Instruction -
Please output only the lines that run from the line containing "Pick out each instance of the white neck" through the end of the material below, exactly.

Data excerpts -
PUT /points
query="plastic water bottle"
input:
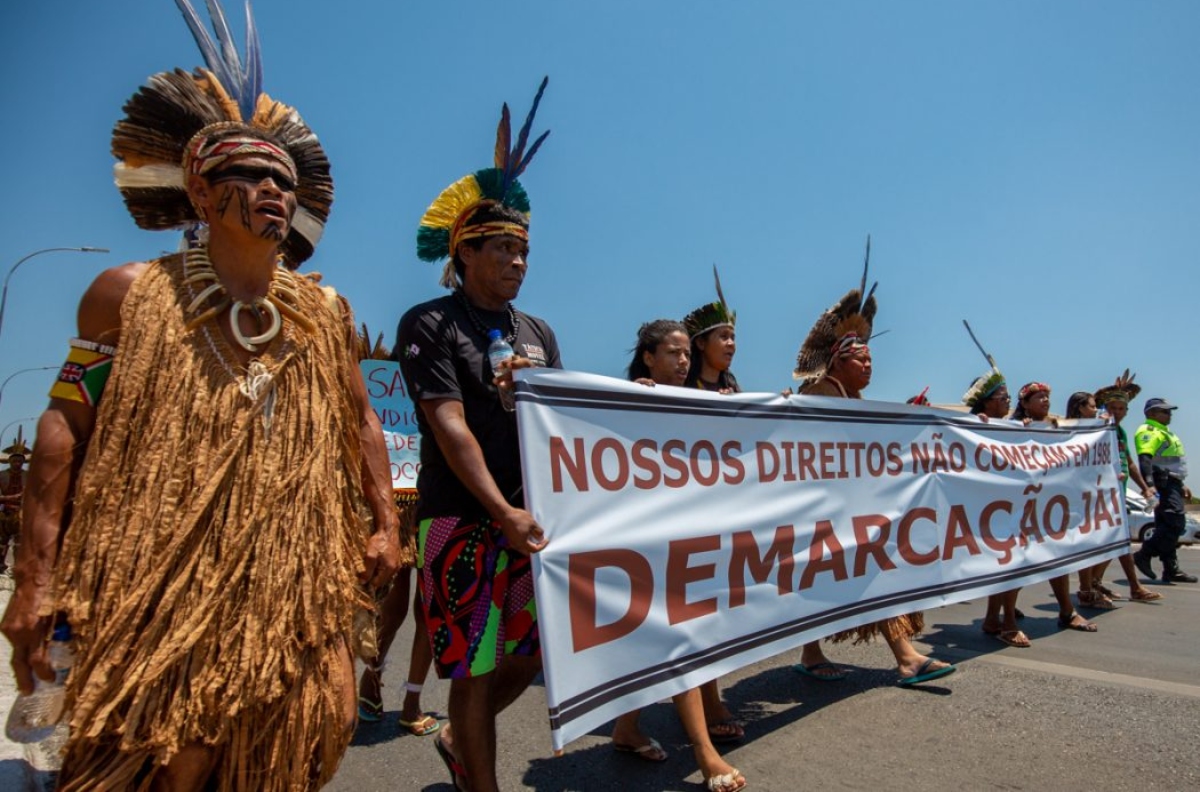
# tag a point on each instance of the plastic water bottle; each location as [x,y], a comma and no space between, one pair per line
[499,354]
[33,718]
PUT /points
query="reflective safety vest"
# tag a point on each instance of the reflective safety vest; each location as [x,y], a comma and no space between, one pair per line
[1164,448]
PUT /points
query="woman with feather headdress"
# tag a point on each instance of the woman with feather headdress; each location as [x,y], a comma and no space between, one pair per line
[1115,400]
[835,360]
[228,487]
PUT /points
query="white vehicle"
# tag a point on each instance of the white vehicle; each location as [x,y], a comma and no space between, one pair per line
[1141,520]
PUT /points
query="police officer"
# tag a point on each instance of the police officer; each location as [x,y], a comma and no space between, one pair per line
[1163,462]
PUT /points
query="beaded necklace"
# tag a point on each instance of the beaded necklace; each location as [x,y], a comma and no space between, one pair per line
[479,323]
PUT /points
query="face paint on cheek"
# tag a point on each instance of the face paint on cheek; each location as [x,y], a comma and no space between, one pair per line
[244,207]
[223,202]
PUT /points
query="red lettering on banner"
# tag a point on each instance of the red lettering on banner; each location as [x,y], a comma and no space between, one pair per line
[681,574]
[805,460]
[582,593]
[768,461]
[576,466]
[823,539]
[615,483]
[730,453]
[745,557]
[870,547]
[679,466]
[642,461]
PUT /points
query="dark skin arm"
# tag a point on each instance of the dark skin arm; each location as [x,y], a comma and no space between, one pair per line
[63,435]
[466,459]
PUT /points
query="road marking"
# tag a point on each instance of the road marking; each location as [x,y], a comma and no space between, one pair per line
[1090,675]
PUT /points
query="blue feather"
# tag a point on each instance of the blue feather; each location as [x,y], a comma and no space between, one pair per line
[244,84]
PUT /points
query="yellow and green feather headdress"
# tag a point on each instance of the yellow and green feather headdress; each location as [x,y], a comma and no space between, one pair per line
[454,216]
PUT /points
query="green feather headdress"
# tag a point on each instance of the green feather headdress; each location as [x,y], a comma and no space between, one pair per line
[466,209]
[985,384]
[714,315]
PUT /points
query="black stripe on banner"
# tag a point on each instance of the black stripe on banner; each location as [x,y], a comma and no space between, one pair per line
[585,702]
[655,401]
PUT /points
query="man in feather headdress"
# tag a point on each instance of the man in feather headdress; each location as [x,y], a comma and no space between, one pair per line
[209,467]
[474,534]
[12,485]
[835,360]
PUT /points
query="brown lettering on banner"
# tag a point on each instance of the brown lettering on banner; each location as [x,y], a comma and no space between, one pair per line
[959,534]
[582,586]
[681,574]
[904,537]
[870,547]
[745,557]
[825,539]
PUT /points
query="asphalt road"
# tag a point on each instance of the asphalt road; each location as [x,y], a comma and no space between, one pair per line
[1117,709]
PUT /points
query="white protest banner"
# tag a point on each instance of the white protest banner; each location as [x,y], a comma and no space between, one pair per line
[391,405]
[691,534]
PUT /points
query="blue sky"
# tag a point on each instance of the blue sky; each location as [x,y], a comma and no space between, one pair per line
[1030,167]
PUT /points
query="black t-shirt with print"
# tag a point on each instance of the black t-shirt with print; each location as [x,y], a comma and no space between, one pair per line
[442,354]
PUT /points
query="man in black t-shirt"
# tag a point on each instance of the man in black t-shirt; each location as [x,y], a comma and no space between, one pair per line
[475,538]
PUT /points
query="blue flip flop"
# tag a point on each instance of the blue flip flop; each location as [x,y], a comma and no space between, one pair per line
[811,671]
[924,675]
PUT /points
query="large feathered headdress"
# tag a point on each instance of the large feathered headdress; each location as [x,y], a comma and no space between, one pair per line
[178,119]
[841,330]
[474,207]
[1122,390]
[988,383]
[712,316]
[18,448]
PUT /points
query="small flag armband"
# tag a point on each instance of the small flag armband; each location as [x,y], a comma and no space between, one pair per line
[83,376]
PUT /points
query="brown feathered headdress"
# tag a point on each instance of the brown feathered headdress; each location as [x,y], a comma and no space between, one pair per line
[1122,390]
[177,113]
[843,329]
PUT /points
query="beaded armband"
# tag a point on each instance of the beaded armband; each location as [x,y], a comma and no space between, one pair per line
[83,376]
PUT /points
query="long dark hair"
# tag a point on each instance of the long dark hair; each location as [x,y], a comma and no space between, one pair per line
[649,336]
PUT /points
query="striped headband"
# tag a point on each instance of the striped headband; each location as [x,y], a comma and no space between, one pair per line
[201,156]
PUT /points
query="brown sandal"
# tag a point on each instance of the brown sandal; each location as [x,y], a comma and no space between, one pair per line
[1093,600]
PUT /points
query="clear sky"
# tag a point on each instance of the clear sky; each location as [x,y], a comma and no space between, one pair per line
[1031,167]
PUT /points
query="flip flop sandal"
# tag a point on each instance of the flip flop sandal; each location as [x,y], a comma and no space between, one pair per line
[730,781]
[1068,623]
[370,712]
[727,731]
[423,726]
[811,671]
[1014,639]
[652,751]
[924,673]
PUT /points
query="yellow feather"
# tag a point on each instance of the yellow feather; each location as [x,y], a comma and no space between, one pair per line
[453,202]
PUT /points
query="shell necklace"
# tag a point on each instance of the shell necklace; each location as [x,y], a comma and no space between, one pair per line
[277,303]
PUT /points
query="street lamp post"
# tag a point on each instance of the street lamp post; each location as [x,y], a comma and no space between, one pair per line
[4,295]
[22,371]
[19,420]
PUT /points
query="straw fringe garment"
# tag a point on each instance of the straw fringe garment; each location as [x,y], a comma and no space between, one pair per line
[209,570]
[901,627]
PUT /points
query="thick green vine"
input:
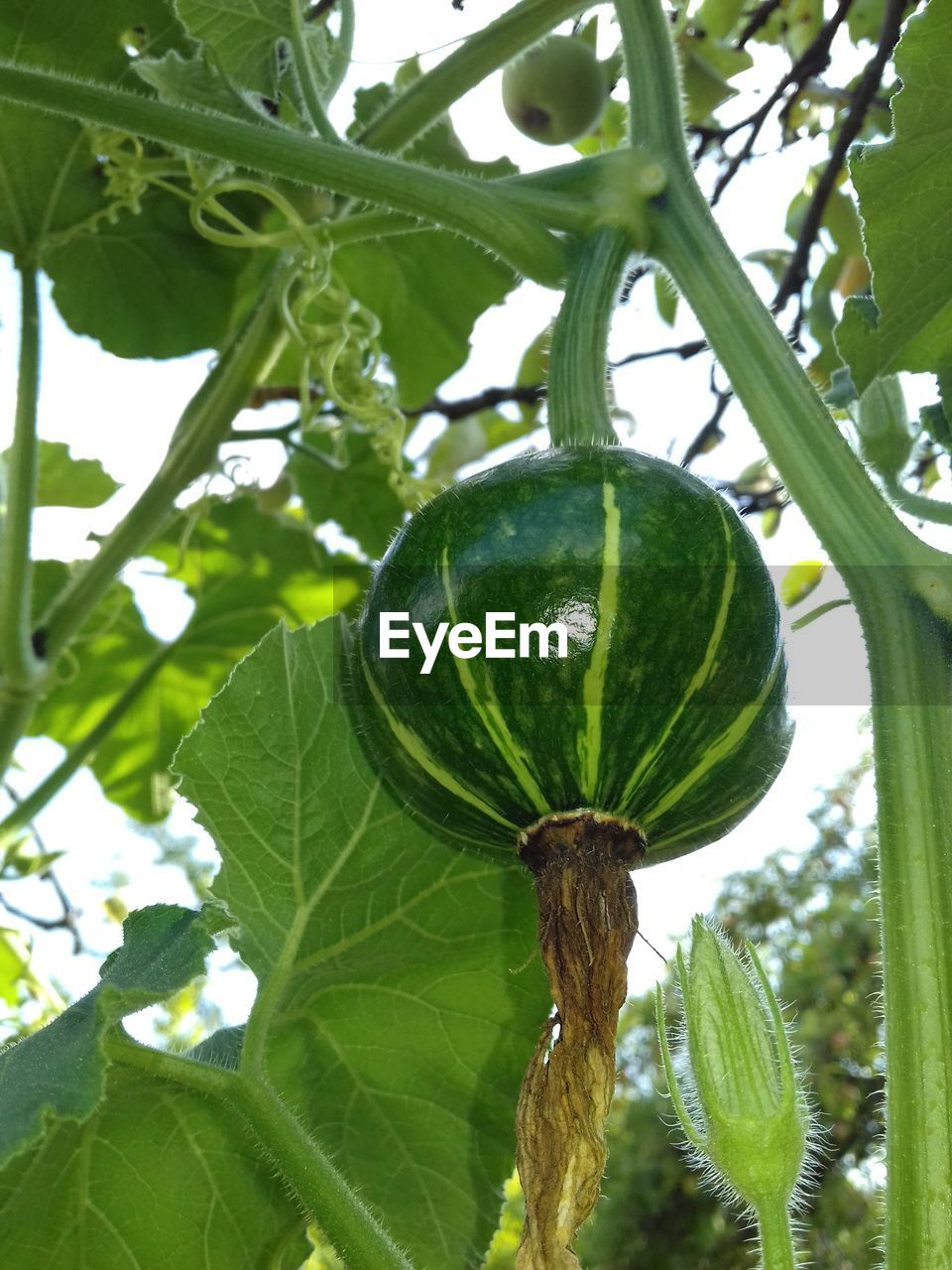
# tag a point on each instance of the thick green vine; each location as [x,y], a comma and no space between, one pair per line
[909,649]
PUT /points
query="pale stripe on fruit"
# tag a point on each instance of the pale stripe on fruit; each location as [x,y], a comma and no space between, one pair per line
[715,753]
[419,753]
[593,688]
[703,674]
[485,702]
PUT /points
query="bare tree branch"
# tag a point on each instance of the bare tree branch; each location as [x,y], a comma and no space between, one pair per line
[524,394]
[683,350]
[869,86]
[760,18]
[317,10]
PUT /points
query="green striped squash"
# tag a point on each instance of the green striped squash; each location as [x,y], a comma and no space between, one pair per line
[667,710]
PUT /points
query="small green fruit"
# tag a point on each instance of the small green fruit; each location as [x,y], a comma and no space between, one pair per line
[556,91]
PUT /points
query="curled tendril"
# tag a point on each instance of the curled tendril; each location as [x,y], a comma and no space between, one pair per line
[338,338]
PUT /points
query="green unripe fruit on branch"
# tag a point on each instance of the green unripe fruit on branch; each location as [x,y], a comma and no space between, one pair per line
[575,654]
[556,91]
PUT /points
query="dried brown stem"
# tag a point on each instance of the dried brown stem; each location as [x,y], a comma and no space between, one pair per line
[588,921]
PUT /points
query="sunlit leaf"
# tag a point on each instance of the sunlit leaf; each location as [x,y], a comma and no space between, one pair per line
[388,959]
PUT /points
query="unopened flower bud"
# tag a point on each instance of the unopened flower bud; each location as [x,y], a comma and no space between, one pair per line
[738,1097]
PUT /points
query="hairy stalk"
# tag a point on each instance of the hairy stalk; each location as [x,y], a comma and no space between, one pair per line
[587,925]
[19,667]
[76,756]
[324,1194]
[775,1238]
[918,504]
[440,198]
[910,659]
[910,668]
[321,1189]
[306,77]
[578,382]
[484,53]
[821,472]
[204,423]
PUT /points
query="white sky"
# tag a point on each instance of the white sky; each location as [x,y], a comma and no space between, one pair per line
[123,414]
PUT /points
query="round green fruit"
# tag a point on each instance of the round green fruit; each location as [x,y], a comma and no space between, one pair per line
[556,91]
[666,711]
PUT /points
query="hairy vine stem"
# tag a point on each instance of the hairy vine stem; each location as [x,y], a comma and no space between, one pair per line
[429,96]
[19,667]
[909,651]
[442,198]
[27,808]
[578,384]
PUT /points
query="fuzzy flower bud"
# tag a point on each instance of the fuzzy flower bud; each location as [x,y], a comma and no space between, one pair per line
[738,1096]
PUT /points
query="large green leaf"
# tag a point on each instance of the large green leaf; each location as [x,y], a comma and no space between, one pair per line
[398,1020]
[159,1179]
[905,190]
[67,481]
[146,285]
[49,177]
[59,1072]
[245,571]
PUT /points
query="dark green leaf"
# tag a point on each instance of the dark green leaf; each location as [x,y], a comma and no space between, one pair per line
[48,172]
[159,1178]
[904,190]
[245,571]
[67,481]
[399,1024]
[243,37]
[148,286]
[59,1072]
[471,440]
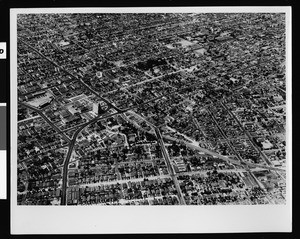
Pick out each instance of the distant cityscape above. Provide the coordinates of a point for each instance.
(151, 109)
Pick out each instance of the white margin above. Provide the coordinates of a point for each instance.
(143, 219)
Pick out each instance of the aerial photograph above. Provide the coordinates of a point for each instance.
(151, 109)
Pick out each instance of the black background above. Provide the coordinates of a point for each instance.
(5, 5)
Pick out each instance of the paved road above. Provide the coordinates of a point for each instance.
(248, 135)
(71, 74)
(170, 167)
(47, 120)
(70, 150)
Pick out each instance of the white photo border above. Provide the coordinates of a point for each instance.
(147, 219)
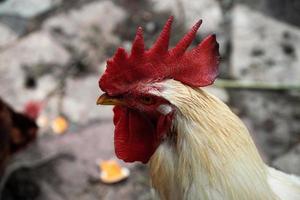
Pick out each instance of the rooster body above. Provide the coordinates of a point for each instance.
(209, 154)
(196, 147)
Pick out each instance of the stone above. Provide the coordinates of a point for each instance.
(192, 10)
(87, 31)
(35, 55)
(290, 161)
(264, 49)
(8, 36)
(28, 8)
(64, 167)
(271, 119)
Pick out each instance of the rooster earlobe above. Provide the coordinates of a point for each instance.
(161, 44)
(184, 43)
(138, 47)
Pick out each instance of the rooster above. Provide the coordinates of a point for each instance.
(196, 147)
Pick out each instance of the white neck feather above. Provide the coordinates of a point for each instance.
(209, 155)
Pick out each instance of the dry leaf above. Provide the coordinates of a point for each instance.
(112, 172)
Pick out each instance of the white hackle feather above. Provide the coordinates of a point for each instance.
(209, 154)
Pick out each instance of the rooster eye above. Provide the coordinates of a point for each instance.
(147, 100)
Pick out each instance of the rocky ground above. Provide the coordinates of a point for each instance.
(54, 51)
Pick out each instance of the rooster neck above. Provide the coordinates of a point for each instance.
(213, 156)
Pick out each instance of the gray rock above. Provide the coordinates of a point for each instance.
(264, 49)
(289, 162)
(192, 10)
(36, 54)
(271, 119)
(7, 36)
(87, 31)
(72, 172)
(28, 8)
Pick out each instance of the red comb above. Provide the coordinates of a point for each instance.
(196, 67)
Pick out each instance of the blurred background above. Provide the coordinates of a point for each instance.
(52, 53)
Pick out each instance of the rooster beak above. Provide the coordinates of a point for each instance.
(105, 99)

Response to this exercise -
Pick out each instance of the white neck feather above. Provide the coordinates of a point for each instance.
(209, 155)
Pick out each instance of the dry leaf above. Provide the coordinates of a point for each instance.
(112, 172)
Pick out each instance of the white hackle feather above. Provide the coordinates of a point for each instance.
(209, 154)
Pick out each instance of the rooster eye above. Provide the coordinates of a point for each instance.
(147, 100)
Pick out each instance of the rocky ground above. Provide the coordinates of a point for each instance.
(54, 51)
Pick out each instance of the rooster neck above. Provide the coordinates of a point for each instance.
(213, 156)
Pick out each instance of the gray rock above. Provide the coordinates of a point for each instance.
(264, 49)
(289, 162)
(192, 10)
(36, 54)
(271, 119)
(7, 36)
(87, 31)
(72, 172)
(28, 8)
Pick out each instance of the red comb above. Provide the coordinates of a point for each instance.
(196, 67)
Pick out each instance of the blurred background above. Provide the coordinates of a point for each instance.
(52, 53)
Pick out each instance of the rooster beak above. Provide the coordinates of a point for each instance.
(105, 99)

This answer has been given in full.